### [Exercise material]
============

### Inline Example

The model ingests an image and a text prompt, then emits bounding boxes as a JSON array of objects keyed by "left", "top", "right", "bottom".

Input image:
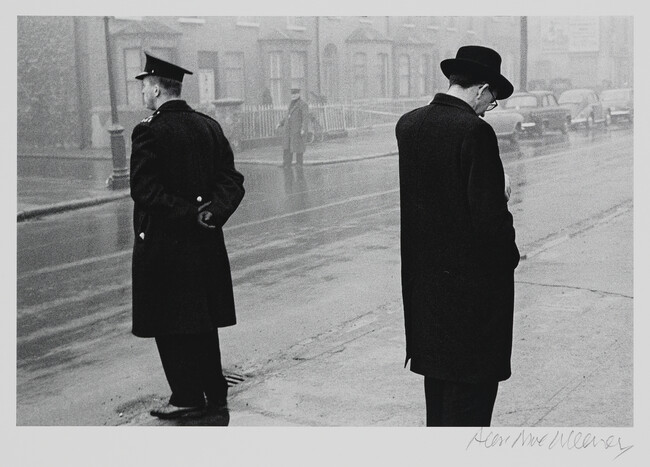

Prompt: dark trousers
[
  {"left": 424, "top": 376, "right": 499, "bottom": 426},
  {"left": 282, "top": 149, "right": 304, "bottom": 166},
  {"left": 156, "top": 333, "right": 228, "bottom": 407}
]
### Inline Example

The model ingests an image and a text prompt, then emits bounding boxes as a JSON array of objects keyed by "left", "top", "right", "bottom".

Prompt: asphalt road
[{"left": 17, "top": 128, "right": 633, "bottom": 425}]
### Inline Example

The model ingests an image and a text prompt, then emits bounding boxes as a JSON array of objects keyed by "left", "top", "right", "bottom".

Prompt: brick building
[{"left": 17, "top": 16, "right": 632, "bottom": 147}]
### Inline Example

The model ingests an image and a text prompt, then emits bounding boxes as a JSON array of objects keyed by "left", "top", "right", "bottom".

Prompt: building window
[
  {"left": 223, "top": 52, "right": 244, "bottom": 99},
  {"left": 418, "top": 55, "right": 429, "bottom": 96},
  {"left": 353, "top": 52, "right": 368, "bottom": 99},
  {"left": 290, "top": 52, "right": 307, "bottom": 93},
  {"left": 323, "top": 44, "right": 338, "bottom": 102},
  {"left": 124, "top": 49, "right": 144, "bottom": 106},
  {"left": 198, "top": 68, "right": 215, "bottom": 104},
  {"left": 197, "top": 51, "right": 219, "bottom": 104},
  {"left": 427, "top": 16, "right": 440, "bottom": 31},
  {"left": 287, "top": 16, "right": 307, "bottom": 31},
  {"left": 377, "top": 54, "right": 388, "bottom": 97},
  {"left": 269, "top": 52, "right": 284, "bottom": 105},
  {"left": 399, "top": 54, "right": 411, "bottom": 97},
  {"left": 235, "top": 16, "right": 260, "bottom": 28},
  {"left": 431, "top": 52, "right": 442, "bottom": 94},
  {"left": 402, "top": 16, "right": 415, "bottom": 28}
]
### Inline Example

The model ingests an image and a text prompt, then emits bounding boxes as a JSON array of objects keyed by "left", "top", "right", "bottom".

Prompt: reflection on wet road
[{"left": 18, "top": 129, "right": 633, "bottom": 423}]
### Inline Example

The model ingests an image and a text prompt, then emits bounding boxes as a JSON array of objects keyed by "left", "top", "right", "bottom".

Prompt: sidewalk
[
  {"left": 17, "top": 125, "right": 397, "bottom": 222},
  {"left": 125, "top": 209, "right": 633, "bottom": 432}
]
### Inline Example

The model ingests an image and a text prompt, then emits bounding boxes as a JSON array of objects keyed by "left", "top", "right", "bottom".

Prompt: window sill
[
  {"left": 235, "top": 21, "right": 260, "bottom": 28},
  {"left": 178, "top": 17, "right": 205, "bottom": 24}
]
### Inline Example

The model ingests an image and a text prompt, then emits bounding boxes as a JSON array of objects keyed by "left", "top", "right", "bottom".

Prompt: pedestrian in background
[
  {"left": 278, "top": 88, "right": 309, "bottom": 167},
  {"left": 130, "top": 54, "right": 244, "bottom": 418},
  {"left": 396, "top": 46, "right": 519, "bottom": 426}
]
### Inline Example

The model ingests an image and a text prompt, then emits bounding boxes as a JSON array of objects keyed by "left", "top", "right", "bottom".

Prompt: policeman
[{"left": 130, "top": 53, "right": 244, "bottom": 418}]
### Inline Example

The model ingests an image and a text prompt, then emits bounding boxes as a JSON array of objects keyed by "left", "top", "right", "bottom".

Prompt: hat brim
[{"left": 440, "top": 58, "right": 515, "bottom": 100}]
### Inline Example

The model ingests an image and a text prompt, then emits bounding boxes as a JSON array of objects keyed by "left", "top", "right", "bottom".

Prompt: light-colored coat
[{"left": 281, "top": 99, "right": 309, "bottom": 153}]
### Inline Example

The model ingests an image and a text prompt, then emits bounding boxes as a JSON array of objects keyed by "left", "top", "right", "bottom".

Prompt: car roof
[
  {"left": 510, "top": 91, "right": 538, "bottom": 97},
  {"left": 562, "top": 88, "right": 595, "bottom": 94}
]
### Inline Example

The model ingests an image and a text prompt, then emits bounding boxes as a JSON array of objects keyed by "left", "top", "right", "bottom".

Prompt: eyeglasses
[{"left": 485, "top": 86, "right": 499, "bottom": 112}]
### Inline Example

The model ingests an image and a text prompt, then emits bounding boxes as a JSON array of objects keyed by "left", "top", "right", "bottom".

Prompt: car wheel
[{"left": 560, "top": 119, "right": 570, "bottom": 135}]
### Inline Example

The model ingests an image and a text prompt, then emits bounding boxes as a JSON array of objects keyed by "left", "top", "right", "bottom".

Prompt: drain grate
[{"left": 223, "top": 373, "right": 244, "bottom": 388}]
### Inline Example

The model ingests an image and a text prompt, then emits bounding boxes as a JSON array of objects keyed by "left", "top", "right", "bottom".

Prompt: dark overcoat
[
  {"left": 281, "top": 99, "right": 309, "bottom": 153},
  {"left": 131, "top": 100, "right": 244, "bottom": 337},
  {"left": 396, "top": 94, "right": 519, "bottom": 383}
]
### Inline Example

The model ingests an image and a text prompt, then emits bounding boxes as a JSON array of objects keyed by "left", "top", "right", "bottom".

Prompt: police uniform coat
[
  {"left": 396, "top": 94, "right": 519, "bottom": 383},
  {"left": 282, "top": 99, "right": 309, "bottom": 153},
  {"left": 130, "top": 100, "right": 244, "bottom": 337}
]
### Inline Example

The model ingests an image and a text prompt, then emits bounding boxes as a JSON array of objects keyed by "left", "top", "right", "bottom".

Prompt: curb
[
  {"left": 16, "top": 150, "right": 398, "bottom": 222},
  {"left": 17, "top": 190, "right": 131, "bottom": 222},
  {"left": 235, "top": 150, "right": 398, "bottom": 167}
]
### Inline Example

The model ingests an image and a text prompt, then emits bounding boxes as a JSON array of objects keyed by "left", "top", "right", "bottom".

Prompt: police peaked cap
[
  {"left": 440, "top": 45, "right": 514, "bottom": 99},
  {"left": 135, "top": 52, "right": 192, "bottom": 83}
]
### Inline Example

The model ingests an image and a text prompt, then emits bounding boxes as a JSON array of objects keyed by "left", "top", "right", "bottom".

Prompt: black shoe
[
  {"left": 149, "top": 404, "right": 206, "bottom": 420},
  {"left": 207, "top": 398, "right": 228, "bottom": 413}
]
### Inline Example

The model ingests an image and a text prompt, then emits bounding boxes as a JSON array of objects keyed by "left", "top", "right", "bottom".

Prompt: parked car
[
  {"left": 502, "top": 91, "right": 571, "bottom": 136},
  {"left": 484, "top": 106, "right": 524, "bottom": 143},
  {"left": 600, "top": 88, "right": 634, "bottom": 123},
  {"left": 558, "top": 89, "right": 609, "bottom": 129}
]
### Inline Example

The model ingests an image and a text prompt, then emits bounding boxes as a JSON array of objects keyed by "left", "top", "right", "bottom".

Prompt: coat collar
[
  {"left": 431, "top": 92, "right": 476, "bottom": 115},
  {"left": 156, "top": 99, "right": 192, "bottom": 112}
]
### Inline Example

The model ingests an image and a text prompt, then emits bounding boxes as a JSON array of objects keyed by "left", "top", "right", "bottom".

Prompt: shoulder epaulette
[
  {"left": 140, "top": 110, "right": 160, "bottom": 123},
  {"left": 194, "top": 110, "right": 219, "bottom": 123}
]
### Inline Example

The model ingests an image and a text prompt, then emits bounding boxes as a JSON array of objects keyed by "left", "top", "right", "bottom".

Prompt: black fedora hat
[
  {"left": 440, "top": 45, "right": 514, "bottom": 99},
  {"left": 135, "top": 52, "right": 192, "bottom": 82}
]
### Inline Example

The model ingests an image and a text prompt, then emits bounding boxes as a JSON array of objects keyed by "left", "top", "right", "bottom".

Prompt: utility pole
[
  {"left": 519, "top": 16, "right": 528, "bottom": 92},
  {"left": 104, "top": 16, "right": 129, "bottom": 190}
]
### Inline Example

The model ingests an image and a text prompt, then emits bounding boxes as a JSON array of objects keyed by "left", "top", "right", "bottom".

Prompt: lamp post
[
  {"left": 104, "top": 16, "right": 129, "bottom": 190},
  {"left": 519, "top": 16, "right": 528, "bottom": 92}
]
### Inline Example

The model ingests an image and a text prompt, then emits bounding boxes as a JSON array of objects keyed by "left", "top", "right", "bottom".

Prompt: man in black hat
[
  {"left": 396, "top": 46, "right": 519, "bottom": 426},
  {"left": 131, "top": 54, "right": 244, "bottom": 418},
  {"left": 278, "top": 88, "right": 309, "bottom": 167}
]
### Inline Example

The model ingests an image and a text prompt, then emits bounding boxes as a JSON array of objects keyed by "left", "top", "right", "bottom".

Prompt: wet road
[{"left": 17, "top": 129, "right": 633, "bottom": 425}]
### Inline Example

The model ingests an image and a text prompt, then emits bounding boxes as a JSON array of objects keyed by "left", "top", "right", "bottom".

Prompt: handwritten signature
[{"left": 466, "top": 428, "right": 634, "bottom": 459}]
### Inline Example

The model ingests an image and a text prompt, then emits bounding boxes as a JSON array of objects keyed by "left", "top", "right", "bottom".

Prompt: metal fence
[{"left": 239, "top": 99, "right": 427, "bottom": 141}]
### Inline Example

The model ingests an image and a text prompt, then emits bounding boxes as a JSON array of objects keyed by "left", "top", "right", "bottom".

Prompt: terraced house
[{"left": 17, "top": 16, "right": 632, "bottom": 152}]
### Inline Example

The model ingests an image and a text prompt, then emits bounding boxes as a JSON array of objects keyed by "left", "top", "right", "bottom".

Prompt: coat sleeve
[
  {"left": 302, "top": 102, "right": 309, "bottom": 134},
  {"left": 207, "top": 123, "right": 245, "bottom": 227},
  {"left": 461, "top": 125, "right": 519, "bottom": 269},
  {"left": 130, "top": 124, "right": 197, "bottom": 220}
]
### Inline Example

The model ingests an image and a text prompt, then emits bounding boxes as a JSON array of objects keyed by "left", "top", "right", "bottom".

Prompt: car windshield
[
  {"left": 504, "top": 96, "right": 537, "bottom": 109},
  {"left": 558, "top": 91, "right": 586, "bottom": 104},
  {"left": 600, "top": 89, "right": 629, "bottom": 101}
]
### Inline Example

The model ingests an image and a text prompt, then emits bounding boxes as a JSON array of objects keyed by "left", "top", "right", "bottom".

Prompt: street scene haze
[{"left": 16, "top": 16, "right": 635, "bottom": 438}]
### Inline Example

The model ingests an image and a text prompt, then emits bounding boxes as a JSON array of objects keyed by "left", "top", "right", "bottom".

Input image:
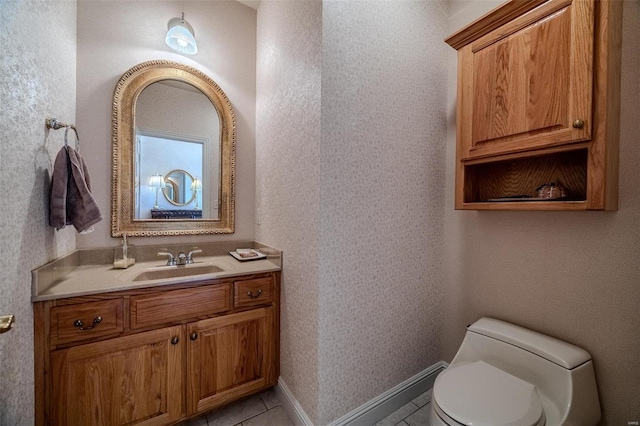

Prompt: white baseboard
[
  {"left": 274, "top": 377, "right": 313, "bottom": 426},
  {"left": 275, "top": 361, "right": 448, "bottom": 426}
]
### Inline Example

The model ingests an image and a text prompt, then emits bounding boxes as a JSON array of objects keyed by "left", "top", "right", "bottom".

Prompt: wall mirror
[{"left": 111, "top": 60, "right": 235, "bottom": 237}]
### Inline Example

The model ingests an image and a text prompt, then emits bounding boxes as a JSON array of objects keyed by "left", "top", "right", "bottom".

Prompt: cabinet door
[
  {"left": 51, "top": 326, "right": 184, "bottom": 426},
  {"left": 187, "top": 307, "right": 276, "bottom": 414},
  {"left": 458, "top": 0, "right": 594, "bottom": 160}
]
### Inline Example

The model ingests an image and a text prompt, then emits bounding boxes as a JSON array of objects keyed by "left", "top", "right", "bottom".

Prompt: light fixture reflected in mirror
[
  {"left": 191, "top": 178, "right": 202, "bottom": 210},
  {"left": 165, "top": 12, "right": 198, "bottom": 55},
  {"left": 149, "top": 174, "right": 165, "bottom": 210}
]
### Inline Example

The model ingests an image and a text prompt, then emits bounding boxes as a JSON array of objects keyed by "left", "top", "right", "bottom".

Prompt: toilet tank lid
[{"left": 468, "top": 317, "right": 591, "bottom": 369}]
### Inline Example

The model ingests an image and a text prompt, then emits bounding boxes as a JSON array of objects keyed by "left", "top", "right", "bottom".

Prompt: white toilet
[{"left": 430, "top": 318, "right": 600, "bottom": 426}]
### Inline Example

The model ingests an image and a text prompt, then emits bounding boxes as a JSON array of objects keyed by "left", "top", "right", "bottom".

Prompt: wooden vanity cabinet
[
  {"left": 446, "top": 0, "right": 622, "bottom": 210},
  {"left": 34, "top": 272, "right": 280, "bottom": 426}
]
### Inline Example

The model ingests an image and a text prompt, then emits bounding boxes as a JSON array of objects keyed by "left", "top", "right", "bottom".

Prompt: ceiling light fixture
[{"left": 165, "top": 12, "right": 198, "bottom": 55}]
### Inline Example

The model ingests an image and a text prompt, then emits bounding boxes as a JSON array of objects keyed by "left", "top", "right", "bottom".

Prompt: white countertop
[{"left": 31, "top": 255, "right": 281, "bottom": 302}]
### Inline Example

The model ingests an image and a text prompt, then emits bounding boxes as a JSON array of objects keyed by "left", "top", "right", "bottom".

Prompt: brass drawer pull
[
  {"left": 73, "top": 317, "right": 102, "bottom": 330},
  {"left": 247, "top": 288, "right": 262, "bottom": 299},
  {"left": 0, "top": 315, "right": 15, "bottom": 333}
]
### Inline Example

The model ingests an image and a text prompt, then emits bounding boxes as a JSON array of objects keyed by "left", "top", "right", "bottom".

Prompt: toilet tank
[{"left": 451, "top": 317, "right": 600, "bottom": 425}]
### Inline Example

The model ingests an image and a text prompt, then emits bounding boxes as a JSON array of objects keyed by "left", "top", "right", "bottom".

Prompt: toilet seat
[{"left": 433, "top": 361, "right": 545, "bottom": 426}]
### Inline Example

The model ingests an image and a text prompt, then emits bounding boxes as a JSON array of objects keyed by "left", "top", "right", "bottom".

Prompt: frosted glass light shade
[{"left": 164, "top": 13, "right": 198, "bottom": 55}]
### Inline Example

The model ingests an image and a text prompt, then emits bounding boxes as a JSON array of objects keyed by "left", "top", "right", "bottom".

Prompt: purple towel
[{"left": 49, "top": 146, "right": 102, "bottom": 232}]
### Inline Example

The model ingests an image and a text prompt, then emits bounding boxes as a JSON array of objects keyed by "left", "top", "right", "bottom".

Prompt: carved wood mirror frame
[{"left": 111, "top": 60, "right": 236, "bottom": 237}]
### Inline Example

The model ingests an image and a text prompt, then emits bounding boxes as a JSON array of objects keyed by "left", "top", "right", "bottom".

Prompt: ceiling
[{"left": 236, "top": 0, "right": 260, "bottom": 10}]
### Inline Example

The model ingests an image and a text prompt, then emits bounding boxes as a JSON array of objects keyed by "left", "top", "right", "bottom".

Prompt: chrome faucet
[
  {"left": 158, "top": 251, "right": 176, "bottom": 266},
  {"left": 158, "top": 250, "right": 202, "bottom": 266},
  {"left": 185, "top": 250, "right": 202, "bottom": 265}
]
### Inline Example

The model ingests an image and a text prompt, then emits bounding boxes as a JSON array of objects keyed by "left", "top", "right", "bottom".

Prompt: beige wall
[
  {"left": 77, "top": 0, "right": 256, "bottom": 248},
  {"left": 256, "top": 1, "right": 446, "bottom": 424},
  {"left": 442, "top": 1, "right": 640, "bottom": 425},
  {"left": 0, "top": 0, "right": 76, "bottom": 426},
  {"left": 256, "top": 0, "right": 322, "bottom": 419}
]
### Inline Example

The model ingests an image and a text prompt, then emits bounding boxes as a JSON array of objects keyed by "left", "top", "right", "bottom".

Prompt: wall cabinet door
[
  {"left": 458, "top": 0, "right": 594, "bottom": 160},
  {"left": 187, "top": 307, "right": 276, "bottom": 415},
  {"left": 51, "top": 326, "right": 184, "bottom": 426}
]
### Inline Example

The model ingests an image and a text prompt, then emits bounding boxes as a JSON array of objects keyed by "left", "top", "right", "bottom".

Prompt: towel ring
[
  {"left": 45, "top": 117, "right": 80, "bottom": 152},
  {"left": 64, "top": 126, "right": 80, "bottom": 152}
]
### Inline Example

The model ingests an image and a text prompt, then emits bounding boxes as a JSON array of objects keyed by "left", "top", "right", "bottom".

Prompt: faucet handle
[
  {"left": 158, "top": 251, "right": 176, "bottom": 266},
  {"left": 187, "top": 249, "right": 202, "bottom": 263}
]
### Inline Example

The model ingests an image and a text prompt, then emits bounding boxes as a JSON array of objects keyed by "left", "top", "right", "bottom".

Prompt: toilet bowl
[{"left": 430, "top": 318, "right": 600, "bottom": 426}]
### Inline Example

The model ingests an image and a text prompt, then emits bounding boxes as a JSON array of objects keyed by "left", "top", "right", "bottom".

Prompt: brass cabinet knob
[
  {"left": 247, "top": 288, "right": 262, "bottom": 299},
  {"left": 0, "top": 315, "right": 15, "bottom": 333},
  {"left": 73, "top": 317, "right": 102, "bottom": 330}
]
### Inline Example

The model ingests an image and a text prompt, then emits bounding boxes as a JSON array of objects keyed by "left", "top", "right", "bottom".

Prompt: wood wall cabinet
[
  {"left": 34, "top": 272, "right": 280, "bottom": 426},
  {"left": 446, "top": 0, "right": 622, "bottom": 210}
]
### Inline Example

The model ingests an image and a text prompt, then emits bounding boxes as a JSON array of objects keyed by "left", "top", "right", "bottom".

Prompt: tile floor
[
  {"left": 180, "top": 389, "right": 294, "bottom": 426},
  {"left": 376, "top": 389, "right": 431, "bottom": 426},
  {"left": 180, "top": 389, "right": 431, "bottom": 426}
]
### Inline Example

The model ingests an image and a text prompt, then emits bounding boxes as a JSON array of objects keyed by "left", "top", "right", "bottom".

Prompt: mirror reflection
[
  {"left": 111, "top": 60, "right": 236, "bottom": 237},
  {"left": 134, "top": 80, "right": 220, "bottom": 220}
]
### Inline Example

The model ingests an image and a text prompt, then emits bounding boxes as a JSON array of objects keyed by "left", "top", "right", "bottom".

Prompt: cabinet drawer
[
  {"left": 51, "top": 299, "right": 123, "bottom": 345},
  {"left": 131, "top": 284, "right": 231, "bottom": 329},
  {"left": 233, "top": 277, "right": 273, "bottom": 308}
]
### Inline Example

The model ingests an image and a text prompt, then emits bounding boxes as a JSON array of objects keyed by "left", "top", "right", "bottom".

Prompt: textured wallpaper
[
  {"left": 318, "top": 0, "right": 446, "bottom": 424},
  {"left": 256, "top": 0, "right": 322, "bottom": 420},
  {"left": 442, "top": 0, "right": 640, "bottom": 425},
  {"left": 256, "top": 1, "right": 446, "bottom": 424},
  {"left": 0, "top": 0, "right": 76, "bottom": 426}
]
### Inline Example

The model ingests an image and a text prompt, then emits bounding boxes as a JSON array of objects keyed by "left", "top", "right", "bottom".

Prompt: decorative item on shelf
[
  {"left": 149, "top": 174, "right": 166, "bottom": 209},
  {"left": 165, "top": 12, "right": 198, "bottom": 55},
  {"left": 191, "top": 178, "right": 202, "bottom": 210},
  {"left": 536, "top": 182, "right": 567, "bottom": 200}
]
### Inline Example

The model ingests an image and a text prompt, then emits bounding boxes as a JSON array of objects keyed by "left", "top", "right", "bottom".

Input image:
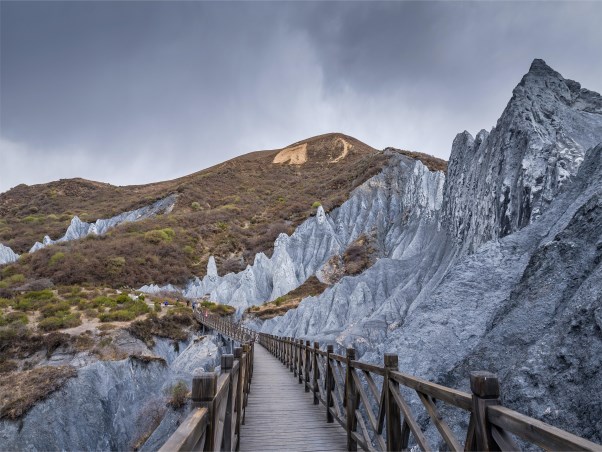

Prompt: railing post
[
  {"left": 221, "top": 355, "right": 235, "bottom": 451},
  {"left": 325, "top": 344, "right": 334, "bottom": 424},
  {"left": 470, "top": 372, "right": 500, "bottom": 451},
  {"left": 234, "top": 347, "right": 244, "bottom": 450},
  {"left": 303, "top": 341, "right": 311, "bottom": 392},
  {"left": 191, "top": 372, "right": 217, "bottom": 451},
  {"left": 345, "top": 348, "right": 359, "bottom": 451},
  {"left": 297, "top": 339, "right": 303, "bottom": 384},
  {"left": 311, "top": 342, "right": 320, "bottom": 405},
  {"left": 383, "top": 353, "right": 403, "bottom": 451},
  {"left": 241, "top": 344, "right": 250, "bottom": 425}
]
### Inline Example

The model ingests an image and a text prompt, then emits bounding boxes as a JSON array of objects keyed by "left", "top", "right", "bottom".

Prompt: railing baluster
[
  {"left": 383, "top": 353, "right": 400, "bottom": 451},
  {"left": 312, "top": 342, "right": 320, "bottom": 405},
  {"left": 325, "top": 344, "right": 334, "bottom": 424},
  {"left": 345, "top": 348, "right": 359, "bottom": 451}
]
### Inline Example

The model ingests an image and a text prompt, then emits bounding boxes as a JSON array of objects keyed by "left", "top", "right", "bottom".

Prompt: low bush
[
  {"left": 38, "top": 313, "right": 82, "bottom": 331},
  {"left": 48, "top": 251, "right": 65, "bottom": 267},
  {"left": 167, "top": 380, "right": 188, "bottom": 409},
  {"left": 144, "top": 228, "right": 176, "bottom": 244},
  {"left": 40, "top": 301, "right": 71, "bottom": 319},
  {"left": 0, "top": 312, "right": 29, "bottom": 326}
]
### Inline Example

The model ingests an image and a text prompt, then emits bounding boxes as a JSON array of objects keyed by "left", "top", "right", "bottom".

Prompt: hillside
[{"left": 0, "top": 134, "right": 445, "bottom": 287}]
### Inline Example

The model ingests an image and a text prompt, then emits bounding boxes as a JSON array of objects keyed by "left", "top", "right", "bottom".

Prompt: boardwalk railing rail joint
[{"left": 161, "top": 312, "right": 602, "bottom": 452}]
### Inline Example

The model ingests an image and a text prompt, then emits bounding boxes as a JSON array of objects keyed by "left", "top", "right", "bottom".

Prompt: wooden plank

============

### [What you should do]
Report how many lines of the data above contain the word "dark", matching case exactly, and give only the number.

### [Reply to the task]
2